Your instructions -> Count the lines in the items below that contain the string "leaf". Reply with the number alone.

::: Supplied material :::

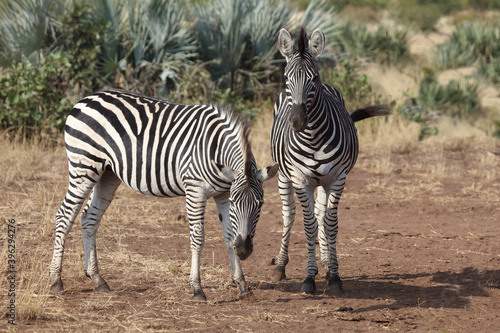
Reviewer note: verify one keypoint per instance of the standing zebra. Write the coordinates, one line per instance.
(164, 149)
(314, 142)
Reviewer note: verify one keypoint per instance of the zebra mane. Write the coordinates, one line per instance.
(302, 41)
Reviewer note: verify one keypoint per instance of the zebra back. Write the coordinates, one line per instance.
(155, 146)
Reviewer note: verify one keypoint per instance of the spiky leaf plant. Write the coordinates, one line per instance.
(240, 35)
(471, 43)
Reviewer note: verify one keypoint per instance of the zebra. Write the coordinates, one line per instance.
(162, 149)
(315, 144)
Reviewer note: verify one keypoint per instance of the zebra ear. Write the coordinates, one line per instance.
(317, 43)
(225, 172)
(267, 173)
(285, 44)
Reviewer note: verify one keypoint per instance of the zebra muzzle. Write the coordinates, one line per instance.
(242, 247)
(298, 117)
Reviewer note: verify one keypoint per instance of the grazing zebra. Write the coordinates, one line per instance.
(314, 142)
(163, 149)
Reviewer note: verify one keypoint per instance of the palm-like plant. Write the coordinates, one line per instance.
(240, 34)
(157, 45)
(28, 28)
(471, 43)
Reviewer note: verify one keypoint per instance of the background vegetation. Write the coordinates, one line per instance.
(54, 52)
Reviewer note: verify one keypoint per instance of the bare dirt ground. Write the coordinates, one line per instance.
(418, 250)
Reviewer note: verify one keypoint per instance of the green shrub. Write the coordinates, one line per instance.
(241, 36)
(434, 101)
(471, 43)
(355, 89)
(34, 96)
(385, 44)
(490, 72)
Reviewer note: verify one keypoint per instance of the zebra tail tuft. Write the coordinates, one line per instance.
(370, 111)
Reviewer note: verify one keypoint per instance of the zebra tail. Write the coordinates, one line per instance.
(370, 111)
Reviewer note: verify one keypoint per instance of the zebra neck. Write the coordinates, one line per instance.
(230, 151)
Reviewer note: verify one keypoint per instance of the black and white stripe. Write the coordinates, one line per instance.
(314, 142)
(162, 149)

:::
::: Supplied material :::

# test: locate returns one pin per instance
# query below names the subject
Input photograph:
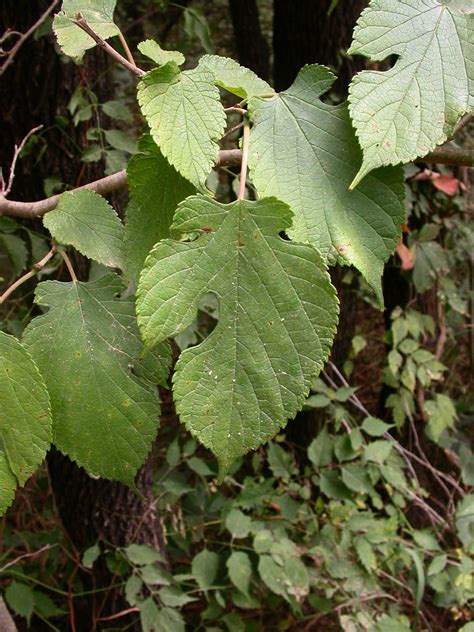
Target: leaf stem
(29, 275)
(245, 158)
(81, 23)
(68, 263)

:::

Exercise solution -> 2